→ **The task**
The full set of entries needs to be reproduced exactly.

Dataset entries:

=-=-=-=-=

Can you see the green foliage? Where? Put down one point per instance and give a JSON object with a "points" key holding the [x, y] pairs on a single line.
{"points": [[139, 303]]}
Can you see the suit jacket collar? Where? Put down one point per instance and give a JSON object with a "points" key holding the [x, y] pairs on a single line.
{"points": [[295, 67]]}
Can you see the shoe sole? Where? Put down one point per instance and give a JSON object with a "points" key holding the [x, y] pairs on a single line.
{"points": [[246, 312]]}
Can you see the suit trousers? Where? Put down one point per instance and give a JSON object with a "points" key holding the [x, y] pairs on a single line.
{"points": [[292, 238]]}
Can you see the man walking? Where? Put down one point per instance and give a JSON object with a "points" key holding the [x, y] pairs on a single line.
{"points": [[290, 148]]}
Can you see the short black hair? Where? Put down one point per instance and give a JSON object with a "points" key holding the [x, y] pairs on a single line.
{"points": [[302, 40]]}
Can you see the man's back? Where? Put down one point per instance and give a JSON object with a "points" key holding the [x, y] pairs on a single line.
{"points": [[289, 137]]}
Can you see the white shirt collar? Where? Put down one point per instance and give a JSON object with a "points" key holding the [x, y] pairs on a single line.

=-=-=-=-=

→ **Finished exercise**
Can you see the green foliage? Where? Put down one point per instance and give a JSON object with a "points" key holding the [x, y] pairs on a single line.
{"points": [[139, 303]]}
Can you see the suit jacket collar? Where? Put down one point per instance and give a JSON object with a "points" key holding the [x, y] pairs on a single line.
{"points": [[295, 67]]}
Can you see the shoe sole? Where? Put down one point per instance and give a JSON object with a "points" key holding the [x, y] pairs on a single line.
{"points": [[246, 312]]}
Can you see the suit trousers? Where? Put down one point per instance and give a JSON object with a "points" key holding the [x, y] pairs on a single line.
{"points": [[292, 238]]}
Can you see the man walking? Where? Put down one point per instance and give a JSON object with a "points" key holding the [x, y] pairs on a single line.
{"points": [[290, 148]]}
Can you see the short black hair? Where? Put down one point per instance and give a JSON object with a "points" key holding the [x, y] pairs on a single line.
{"points": [[302, 40]]}
Can you see the man's back? Where? Put down one point per instance and give a JSON object with a "points" key holding the [x, y] pairs on a single line.
{"points": [[289, 137]]}
Can you see the white shirt collar? Where? Put down one point per instance and give a JSON object with a "points" key holding the [x, y] pairs on a single line.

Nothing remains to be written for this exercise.